### Short task
How many lines in the entries below contain the word "gray"? Reply with the number alone.

### Material
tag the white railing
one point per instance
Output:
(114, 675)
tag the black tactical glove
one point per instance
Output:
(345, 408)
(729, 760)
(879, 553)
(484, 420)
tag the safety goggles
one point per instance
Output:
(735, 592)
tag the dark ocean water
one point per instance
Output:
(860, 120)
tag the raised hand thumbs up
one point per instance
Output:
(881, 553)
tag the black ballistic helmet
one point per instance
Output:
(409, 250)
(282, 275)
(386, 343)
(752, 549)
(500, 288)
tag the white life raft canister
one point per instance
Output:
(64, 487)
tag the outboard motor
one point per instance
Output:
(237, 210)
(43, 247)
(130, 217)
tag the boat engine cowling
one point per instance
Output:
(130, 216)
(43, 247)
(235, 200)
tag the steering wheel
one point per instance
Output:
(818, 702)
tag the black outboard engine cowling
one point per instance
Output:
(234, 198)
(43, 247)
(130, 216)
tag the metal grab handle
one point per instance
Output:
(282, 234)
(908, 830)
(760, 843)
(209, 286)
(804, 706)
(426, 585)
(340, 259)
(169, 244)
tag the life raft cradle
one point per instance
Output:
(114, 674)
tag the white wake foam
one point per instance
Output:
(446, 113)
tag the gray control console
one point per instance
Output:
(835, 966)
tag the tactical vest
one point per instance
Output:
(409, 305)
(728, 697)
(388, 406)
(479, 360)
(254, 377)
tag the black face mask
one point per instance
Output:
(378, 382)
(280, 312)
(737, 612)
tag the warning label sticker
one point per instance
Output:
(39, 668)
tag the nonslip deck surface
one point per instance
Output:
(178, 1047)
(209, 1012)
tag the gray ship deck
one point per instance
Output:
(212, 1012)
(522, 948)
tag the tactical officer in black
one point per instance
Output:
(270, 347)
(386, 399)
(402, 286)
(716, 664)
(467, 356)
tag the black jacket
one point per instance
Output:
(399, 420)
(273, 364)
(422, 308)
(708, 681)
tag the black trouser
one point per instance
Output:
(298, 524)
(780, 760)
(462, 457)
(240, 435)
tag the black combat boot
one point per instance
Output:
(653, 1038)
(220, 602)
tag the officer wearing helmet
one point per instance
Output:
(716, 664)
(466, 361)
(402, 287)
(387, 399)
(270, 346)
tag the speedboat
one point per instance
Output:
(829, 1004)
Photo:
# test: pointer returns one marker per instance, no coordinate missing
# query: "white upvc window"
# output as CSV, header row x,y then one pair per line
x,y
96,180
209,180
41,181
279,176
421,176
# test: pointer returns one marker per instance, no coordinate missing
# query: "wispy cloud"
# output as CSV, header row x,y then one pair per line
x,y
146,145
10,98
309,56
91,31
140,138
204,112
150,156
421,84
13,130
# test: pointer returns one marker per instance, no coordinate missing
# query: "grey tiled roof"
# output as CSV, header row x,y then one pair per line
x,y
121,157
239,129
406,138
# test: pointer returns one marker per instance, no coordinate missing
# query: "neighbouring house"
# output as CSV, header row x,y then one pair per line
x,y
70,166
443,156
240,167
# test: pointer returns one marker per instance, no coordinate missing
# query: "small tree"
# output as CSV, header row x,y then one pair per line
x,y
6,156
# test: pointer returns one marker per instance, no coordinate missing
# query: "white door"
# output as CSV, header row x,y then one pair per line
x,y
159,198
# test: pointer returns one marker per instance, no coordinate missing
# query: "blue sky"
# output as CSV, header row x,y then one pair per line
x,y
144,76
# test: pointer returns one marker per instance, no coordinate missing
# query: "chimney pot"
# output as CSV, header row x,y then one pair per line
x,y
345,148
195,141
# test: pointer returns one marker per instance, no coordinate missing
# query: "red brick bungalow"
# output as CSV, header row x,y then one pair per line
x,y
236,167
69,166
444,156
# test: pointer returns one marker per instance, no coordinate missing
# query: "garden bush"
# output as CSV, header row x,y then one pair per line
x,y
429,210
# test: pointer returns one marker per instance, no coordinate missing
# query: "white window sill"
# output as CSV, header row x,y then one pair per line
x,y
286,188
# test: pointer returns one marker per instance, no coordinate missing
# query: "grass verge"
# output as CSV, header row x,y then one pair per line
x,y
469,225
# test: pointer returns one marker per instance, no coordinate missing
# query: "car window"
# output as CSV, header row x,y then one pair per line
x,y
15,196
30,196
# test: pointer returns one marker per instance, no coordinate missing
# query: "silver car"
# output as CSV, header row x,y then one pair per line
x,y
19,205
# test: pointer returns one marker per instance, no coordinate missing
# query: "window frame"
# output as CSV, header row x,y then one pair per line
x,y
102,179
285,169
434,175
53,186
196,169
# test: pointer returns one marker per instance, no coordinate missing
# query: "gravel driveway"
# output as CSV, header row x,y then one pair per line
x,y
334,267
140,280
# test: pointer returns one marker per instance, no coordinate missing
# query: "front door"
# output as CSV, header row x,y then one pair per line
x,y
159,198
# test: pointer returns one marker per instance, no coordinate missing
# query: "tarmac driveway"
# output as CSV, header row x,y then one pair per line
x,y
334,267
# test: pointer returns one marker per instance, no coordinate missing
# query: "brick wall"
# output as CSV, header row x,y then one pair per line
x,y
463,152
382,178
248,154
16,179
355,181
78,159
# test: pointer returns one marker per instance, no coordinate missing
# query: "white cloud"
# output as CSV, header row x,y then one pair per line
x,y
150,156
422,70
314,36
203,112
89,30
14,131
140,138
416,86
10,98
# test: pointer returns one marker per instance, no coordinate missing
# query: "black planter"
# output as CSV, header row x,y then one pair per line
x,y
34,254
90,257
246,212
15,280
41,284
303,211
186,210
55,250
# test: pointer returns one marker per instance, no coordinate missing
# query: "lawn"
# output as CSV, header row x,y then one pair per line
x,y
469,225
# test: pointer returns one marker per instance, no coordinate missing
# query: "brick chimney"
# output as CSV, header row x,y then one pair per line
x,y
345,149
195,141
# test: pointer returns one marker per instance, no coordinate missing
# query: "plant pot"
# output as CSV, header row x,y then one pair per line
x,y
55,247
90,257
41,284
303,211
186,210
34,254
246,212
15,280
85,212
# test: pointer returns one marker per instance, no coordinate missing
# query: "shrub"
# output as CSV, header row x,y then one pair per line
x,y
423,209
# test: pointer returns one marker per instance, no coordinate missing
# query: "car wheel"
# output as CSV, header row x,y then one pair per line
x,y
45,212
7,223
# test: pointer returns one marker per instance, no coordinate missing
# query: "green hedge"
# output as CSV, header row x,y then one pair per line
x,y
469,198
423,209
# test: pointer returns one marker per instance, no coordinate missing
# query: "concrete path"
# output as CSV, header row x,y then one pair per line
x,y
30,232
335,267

### Correct answer
2